_Tasks to complete_
1 > In the Hanna-Barbera cartoon blog, who drew the storyboard for “Nottingham and Yeggs”?
2 > Retype the Hanna-Barbera cartoon blog between "That benevolent friend" and "pan to Gordon’s.", inclusive.
3 > Continue the Hanna-Barbera cartoon blog from the point where it stops.

_Extracted text_
Saturday, August 29, 2015

Nottingham and Yeggs Storyboard

Fables and legends provided a rich source of parody for animated cartoons going back to the silent era. The story of Robin Hood was among them. It had enough basic concepts (rob from rich, Sherwood Forest, evil sheriff, etc.) that they could be easily adapted in wildly varying deviations. “Rabbit Hood” and “Robin Hood Daffy,” both written by Mike Maltese at Warner Bros., have nothing in common other than Robin Hood was used as a starting point.

Hanna-Barbera borrowed from Robin as well, twice in two years on the Huckleberry Hound Show. “Robin Hood Yogi” (story by Joe Barbera and Charlie Shows) featured the bear dressed in Robin garb, robbing from the rich (food rich tourists) and giving to the poor (himself). The following season, Huck dressed in Robin garb and robbed from the rich and gave to the poor (himself) in “Nottingham and Yeggs” (story by Warren Foster). Again the cartoon were completely different, but both pretty funny.

That benevolent friend of old cartoons, animator and cat fancier Mark Kausler, has passed on a copy of the storyboard for “Nottingham and Yeggs” for your perusal. The board is by Dan Gordon. There are only minor changes in the dialogue. Animator Ed Love departed from some of the staging suggested by Gordon and Joe Montell’s backgrounds are more stylised than what you see in the panels. Compare Montell’s opening pan to Gordon’s.



In panel 10, the sheriff dismissively tosses the bone, but in the actual cartoon, he’s more contemptuous and angry. And panel 12 has mouths open, tongues out, while the cartoon has the dogs with clenched teeth. Panel 16 has the word “Jester” scrawled and an arrow pointing at Huck. This could have been Joe Barbera’s suggestion (judging by the shape of the “E”) to make Huck’s costume consistent as that’s what’s in the finished cartoon.




I love the cat’s crazy exit Gordon has come up with in panel 28. Love went for something more reminiscent of Jackie Gleason, since the dialogue line is a direct steal from him. I also like the idea of light streaming into the forest like in panel 34 but it never made it into the cartoon.



Panels 56 and 57 have characters in silhouette with a tree and a rock on an overlay cel in the foreground. That didn’t make it into the cartoon. Instead, there’s simply a pan from Huck over to the Merry Men as in panel 59. Panel 75 has one man; it may just simply be a drawing indicating the whole group as the dialogue line says “men.” In the actual cartoon, all the Merry Men move their mouths but there is only one Merry Man (Hal Smith’s) heard.

The remaining panels pretty much follow what ended up on the screen.



We’ll have a Pixie and Dixie storyboard for you next month.

Friday, August 28, 2015

The Tony Benedict Documentary

What was it like at Hanna-Barbera when brand new Huckleberry Hound and Yogi Bear cartoons were being made (and endorsing Kellogg’s cereals along the way), and The Flintstones was just getting off the lightboard? There aren’t a lot of people around any more who can give you a first-hand answer to that question. But one of them is the man who drew that fine picture to the right, the Father of Astro, writer Tony Benedict.

_Extracted material_

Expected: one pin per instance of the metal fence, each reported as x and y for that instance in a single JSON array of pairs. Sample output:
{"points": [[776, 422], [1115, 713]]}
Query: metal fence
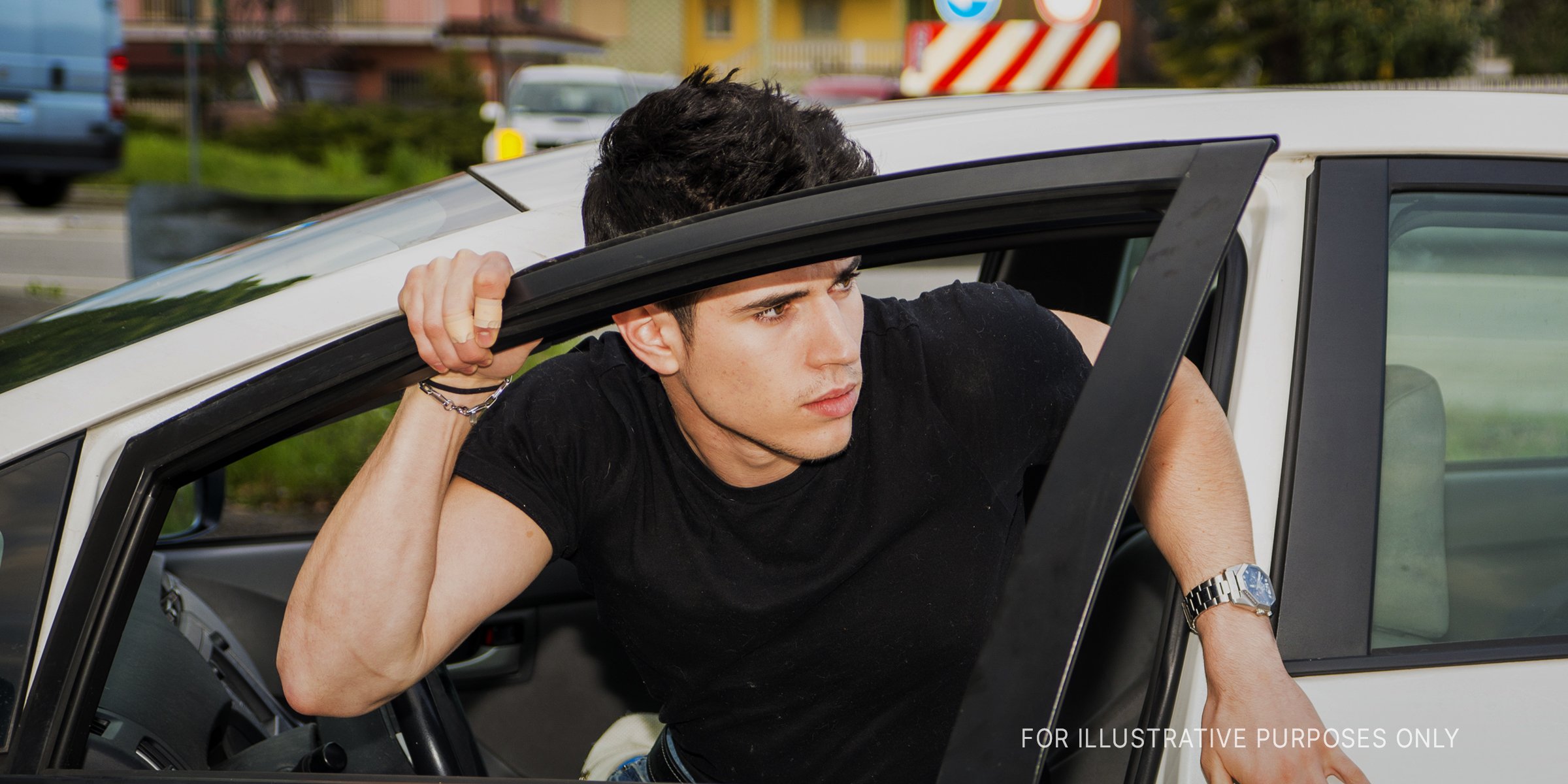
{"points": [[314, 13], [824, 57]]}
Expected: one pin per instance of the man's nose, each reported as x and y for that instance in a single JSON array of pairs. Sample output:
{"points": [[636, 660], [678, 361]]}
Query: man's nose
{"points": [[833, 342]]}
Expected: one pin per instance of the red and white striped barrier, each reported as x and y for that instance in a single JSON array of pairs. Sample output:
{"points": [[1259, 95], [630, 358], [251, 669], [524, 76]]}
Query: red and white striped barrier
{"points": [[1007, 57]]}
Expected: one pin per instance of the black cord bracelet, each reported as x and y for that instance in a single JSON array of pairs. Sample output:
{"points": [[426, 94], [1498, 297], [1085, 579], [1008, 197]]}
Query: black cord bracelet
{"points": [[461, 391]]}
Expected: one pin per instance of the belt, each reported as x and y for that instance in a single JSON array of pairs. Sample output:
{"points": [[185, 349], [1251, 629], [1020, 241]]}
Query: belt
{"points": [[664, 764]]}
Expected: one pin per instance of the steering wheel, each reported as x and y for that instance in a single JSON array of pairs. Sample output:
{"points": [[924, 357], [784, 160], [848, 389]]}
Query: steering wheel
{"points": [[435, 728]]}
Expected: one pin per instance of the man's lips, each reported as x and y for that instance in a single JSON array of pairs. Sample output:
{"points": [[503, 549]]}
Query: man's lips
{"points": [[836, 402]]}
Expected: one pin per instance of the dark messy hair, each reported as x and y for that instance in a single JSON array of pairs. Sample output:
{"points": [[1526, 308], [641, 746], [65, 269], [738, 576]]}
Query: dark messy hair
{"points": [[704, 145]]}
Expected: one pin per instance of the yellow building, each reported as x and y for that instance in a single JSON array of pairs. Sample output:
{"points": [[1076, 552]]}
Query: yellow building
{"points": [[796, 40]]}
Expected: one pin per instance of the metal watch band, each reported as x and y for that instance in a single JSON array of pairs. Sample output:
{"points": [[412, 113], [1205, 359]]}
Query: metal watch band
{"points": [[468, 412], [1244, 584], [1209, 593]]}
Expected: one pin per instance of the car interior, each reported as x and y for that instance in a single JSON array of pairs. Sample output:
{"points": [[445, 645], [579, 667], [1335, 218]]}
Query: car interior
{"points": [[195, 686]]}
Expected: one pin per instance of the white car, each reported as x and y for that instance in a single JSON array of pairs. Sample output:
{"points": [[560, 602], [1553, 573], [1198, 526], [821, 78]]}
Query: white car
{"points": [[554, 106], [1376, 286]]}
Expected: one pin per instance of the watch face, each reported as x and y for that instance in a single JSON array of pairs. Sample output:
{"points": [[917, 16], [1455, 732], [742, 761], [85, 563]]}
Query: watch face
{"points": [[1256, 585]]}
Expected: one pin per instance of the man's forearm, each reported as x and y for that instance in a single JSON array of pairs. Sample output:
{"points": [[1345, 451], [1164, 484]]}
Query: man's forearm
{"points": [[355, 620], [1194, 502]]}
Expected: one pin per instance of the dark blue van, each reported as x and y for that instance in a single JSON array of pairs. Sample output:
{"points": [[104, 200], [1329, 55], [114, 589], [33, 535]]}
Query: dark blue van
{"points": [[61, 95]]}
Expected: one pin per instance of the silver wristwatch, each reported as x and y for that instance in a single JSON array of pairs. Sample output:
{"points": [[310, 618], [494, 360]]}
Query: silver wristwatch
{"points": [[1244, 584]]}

...

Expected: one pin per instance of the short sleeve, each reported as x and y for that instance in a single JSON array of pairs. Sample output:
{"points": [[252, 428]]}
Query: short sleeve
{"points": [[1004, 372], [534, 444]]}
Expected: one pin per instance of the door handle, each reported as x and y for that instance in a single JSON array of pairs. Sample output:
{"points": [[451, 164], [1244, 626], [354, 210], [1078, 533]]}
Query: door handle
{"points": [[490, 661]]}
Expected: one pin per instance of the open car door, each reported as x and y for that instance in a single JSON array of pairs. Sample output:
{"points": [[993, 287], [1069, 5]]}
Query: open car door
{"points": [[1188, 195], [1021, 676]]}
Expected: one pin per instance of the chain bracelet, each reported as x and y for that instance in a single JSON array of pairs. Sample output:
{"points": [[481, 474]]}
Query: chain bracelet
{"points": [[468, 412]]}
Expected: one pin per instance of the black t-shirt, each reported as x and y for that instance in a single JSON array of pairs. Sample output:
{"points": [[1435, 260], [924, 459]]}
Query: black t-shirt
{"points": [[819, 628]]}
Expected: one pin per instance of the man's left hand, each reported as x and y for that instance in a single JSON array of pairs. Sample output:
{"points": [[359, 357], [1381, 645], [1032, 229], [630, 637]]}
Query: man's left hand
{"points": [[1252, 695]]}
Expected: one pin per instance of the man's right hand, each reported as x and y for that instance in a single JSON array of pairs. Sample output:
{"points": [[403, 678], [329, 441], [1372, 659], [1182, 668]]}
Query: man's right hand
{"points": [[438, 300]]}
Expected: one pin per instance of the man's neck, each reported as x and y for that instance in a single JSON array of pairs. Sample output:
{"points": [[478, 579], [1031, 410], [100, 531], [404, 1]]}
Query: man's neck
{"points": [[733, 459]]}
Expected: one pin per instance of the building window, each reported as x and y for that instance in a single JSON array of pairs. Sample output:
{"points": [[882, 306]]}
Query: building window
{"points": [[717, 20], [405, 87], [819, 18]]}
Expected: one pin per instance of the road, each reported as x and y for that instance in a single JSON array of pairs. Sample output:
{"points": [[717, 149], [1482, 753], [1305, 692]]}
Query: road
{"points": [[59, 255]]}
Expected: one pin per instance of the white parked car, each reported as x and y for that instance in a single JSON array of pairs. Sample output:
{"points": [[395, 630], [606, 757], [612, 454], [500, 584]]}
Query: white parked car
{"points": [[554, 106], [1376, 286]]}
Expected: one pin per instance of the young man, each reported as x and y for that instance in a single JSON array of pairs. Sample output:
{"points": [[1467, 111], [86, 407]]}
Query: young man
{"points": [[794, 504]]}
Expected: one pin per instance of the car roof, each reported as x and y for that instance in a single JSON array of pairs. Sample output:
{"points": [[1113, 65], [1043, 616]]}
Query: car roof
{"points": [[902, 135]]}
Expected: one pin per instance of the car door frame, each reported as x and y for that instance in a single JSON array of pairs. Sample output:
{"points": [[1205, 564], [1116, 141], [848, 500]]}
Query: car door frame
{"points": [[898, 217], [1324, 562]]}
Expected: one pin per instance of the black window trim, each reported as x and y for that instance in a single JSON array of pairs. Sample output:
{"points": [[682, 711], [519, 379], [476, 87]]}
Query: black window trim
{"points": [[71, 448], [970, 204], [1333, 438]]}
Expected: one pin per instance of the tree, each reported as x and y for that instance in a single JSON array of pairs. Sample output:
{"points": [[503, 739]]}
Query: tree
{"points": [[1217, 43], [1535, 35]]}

...

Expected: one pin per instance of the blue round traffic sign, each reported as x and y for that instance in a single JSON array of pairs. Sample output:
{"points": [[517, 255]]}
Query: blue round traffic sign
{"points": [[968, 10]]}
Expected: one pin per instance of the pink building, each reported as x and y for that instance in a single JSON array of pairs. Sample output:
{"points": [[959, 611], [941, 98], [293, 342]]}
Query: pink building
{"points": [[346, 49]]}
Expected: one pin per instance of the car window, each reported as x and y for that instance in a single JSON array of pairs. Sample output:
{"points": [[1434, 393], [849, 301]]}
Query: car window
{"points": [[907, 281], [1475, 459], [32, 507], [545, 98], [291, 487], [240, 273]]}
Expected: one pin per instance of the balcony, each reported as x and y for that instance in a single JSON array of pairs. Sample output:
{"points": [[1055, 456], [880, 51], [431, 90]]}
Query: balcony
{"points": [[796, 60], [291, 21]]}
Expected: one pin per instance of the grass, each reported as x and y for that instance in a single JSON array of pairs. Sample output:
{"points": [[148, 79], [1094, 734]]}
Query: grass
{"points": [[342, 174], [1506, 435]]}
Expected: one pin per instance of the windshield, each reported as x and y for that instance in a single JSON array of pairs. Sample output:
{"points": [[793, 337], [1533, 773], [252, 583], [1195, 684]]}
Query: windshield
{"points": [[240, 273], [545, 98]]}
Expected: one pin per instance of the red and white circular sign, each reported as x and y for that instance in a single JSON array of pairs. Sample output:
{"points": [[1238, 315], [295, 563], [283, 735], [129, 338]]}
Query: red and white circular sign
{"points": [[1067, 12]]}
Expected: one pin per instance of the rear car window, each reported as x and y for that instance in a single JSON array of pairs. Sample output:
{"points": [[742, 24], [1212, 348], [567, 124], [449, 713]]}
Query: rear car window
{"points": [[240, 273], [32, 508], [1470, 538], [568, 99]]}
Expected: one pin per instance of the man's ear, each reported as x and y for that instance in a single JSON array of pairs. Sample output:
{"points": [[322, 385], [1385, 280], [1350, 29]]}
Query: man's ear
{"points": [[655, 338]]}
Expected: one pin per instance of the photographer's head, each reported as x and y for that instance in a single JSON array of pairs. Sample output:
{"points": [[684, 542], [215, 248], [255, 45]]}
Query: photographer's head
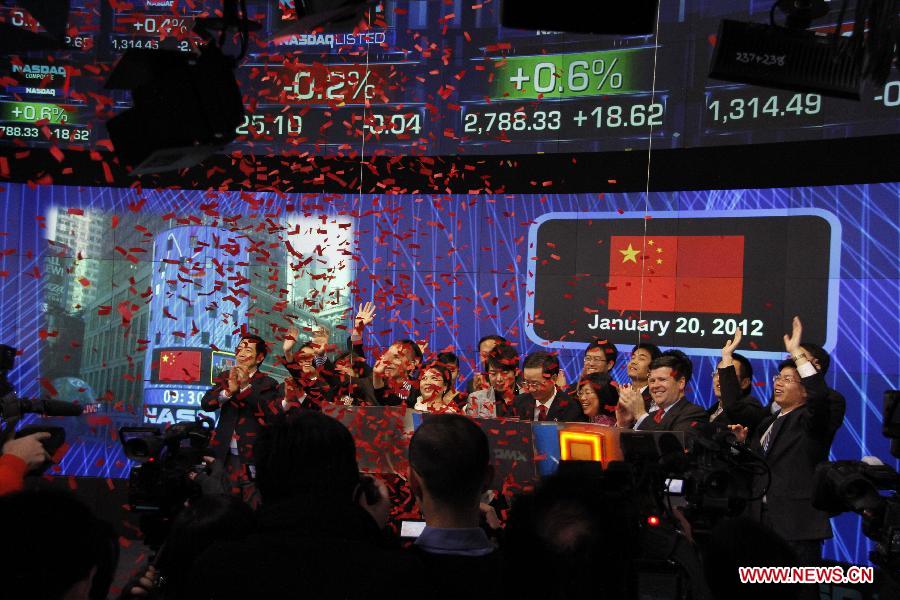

_Answers provided_
1 > Dan Gordon.

2 >
That benevolent friend of old cartoons, animator and cat fancier Mark Kausler, has passed on a copy of the storyboard for “Nottingham and Yeggs” for your perusal. The board is by Dan Gordon. There are only minor changes in the dialogue. Animator Ed Love departed from some of the staging suggested by Gordon and Joe Montell’s backgrounds are more stylised than what you see in the panels. Compare Montell’s opening pan to Gordon’s.

3 >
Tony got out of the service and began his animation career at the Walt Disney studio (yes, Uncle Walt was alive and well then) before moving to UPA, the people who brought you Mr. Magoo. Tony and his writing partner came up with an idea for The Flintstones and submitted it to Hanna-Barbera. That got him a job at the studio in 1960 and soon he was providing storyboard drawings for the non-artist sitcom writers and writing stories for Huckleberry Hound and Yakky Doodle cartoons. He was the inventor of Hitchcock-ish Alfie Gator. Tony worked on many other series before leaving Hanna-Barbera after Taft Communications bought it to set up his own studio.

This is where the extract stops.